── RECORD EXTRACTS ──

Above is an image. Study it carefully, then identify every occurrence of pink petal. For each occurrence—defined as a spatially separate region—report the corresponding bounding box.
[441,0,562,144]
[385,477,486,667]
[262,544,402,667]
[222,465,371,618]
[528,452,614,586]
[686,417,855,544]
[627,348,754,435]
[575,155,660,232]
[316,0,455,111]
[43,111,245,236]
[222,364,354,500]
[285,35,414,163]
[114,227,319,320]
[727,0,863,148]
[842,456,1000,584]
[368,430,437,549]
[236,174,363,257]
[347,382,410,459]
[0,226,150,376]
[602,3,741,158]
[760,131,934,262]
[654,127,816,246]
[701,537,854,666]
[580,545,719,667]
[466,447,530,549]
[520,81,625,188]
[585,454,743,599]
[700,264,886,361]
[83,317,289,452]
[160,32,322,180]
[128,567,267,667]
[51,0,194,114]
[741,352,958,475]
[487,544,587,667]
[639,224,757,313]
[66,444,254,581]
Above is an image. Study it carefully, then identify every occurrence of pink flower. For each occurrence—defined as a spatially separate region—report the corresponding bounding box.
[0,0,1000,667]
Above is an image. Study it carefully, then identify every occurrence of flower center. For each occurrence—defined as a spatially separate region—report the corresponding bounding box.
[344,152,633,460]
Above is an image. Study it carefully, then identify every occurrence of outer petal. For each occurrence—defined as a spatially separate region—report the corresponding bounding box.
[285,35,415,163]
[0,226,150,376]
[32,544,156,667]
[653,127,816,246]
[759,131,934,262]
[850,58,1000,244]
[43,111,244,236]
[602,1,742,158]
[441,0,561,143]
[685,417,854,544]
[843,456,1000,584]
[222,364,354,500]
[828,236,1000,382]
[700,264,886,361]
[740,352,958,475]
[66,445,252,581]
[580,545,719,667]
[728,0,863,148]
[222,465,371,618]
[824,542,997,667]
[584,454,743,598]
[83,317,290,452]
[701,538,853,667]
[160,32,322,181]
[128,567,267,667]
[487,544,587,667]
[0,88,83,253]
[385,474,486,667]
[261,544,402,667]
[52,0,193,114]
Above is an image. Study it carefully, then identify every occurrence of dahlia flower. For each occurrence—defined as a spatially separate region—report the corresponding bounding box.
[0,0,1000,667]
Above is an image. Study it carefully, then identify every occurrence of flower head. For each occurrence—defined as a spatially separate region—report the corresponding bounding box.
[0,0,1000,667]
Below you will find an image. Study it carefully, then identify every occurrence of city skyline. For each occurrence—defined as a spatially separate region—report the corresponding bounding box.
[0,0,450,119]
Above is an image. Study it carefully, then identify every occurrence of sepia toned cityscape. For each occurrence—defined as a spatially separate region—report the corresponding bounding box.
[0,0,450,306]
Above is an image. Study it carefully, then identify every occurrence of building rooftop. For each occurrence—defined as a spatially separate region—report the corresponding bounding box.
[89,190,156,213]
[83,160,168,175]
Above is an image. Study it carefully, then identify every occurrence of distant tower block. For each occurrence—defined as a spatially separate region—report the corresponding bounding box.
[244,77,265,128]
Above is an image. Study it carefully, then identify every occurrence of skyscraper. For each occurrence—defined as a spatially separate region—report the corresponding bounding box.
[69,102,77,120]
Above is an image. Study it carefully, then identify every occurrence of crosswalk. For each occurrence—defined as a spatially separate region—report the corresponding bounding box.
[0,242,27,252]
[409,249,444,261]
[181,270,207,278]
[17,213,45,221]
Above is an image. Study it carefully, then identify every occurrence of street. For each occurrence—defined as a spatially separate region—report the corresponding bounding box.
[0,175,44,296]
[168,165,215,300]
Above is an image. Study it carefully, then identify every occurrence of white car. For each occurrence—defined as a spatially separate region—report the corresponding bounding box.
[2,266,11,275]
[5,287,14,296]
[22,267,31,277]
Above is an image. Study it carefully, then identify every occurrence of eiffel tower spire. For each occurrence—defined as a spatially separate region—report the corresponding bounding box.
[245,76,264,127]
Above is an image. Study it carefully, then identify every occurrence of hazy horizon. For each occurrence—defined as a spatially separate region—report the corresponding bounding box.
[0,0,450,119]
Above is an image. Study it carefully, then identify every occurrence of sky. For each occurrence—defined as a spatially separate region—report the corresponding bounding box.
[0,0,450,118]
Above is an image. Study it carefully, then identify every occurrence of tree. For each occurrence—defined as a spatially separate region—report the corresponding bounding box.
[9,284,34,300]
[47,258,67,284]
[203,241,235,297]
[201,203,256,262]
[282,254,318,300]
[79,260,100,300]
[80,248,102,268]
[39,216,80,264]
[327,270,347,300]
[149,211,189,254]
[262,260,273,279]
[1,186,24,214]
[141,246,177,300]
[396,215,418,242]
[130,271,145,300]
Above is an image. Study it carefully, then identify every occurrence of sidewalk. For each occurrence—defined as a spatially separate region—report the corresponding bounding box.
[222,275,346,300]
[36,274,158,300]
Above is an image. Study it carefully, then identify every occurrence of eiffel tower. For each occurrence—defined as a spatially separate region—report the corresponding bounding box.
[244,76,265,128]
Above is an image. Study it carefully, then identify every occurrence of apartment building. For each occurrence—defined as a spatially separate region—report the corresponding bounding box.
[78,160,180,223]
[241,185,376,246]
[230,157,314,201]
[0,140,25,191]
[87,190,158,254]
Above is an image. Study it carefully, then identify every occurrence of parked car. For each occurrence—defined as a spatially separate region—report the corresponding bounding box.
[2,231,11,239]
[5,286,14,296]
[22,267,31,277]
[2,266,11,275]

───

State how many of the lines above contain the string "eiffel", and give only that number.

2